Flipping through old photo albums of me as a kid, I have to say that if I didn't know how I was going to turn out, I would have pegged myself as the type to be something of a diva.
Ha. Somebody enjoyed her sparkle.
As a kid, I certainly had an internally defined sense of style. Looking back now, I'm not quite sure what was going on in half those photos, but at the time, I know that at the time I had a very strong feeling for what I liked and how I wanted to put my outfits together. My mom once told me that she was jealous of other mothers because they could shop for all sorts of fun outfits for their daughters, but that I, strong-willed little brat that I was, stopped wholesale accepting her choices at about 5. So we shopped together and she pretty much gave me free reign over my outfits each morning.
I remember, once, before a family picnic in kindergarten, I had a sudden flash of inspiration to wear every single barrette that I owned. My long-suffering mother patiently clipped all 25 or 30 barrettes into my short hair, including the 3 pairs that had little bells in them so that they jingled softly when I walked. You can imagine the effect as I trotted down the halls of my school towards the picnic. I remember running into a woman, probably a mother or a teacher, who took one look at me and let out a long, drawling, "Oh MY." I was so proud that I grinned happily and continued on my way.
Of course, looking back now, I doubt that her response connoted the approval and admiration that my 5-year old self perceived at that time. Luckily, I was too pleased with my latest fashion brainwave, too oblivious to social cues, to pick up on any subtext in her comment.
The other thing I notice about these photos is how, in many ways, my overall aesthetic has not changed very much from 6 to 26, in the same way that my overall writing style has changed very little from that 20-plus page aborted novel I rediscovered, penned at the tender age of 8, on a floppy disc my dad found one day while cleaning out. I still really like mixing prints and wearing a lot of color, I still like layering, I still love accessories. Some people like statement pieces or simple lines or whatnot, but apparently I have always been a mix-and-match girl, where the fun lies more in how well garments play with each other, rather than how a single garment stands out on its own.

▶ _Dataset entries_
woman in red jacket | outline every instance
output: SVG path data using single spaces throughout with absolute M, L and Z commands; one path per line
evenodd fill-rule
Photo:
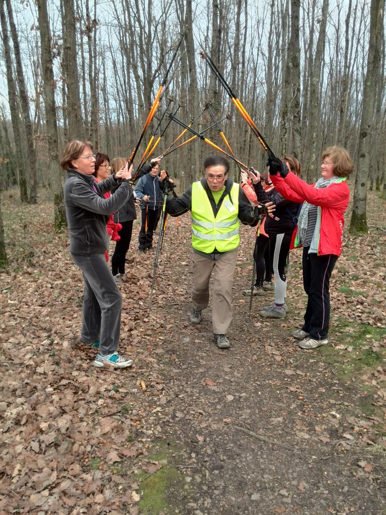
M 322 155 L 322 177 L 310 185 L 279 159 L 269 162 L 276 189 L 289 200 L 303 202 L 295 246 L 303 247 L 303 285 L 308 298 L 303 327 L 292 333 L 302 340 L 301 349 L 315 349 L 329 341 L 330 278 L 342 253 L 344 213 L 350 198 L 346 180 L 353 167 L 344 148 L 329 147 Z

▶ _EXERCISE OBJECTIVE_
Reproduce the part of the passage about childhood fashion that begins at the words "As a kid, I certainly" and stops after the words "outfits each morning.". The listing has no connection to the passage about childhood fashion.

▶ _TASK RESULT_
As a kid, I certainly had an internally defined sense of style. Looking back now, I'm not quite sure what was going on in half those photos, but at the time, I know that at the time I had a very strong feeling for what I liked and how I wanted to put my outfits together. My mom once told me that she was jealous of other mothers because they could shop for all sorts of fun outfits for their daughters, but that I, strong-willed little brat that I was, stopped wholesale accepting her choices at about 5. So we shopped together and she pretty much gave me free reign over my outfits each morning.